[Task goal]
Print all entries word for word.

── Data shown

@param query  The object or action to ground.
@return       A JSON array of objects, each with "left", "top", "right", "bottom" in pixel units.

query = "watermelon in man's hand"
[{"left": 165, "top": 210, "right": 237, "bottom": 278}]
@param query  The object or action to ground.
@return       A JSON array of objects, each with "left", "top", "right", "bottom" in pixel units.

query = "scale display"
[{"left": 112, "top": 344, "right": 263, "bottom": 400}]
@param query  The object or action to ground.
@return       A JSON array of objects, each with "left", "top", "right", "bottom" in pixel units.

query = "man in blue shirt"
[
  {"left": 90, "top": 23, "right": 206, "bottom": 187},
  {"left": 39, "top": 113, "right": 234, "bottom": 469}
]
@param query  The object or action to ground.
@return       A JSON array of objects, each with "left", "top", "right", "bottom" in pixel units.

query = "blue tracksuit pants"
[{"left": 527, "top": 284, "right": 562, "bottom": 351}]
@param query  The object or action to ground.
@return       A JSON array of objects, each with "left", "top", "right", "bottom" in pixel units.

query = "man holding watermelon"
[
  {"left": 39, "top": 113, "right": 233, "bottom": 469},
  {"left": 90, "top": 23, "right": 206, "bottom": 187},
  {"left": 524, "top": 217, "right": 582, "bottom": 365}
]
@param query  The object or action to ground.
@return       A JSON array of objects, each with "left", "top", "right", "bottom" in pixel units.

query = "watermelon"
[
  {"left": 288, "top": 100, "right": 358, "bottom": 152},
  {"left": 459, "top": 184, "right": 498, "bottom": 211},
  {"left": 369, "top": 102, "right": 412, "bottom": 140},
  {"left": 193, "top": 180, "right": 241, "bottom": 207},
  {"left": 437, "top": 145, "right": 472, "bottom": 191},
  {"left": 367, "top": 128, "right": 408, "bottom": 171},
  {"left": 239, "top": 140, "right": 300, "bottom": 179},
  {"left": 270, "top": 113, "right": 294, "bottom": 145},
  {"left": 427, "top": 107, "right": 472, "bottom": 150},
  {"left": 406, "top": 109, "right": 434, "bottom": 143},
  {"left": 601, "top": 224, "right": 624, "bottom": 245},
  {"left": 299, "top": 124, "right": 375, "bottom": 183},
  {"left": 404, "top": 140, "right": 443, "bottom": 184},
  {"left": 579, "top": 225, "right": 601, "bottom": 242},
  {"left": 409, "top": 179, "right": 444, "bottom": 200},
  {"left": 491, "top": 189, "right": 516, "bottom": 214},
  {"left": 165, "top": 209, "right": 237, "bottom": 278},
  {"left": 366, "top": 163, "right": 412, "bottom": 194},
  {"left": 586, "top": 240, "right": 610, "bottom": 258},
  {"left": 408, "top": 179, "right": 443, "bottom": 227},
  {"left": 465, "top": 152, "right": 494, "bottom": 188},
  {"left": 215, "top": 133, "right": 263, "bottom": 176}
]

────

[Solution to this problem]
@param query  The object or action to ground.
@return       A JSON array of objects, each with "left", "top", "right", "bottom" in pixel units.

query = "watermelon in man's hand"
[{"left": 165, "top": 210, "right": 237, "bottom": 278}]
@param query  The object or action to ground.
@return       A JSON array of objects, each with "left", "top", "right", "bottom" in pixel units.

query = "scale display"
[{"left": 112, "top": 344, "right": 263, "bottom": 400}]
@param query  The object or action to ground.
@return       A JSON array of objects, each with "left", "top", "right", "bottom" in pixel units.

query = "man in blue shirt"
[
  {"left": 90, "top": 23, "right": 206, "bottom": 187},
  {"left": 39, "top": 113, "right": 234, "bottom": 469}
]
@param query  The object or action to ground.
@return       A JSON array of objects, each with "left", "top", "right", "bottom" in pixel units.

query = "blue tracksuit pants"
[{"left": 527, "top": 284, "right": 562, "bottom": 351}]
@param query  The object or action to ground.
@return       A JSON array of objects, each with "left", "top", "right", "bottom" in pixel units.

query = "man holding watermelon"
[
  {"left": 39, "top": 113, "right": 233, "bottom": 469},
  {"left": 90, "top": 23, "right": 206, "bottom": 187},
  {"left": 524, "top": 217, "right": 582, "bottom": 365}
]
@param query  The object or action to ground.
@return       A JSON array of objects, each with "left", "top", "right", "bottom" in pixel units.

query = "watermelon"
[
  {"left": 288, "top": 100, "right": 358, "bottom": 152},
  {"left": 459, "top": 184, "right": 498, "bottom": 211},
  {"left": 369, "top": 102, "right": 412, "bottom": 140},
  {"left": 193, "top": 180, "right": 241, "bottom": 207},
  {"left": 437, "top": 145, "right": 472, "bottom": 191},
  {"left": 367, "top": 128, "right": 408, "bottom": 171},
  {"left": 239, "top": 140, "right": 300, "bottom": 179},
  {"left": 270, "top": 113, "right": 294, "bottom": 145},
  {"left": 427, "top": 107, "right": 472, "bottom": 150},
  {"left": 406, "top": 109, "right": 434, "bottom": 143},
  {"left": 601, "top": 224, "right": 624, "bottom": 245},
  {"left": 299, "top": 124, "right": 375, "bottom": 183},
  {"left": 404, "top": 140, "right": 443, "bottom": 184},
  {"left": 579, "top": 225, "right": 601, "bottom": 242},
  {"left": 409, "top": 179, "right": 444, "bottom": 200},
  {"left": 491, "top": 189, "right": 516, "bottom": 214},
  {"left": 165, "top": 209, "right": 237, "bottom": 278},
  {"left": 366, "top": 163, "right": 412, "bottom": 194},
  {"left": 586, "top": 240, "right": 610, "bottom": 258},
  {"left": 408, "top": 179, "right": 443, "bottom": 227},
  {"left": 465, "top": 152, "right": 494, "bottom": 188},
  {"left": 215, "top": 133, "right": 263, "bottom": 176}
]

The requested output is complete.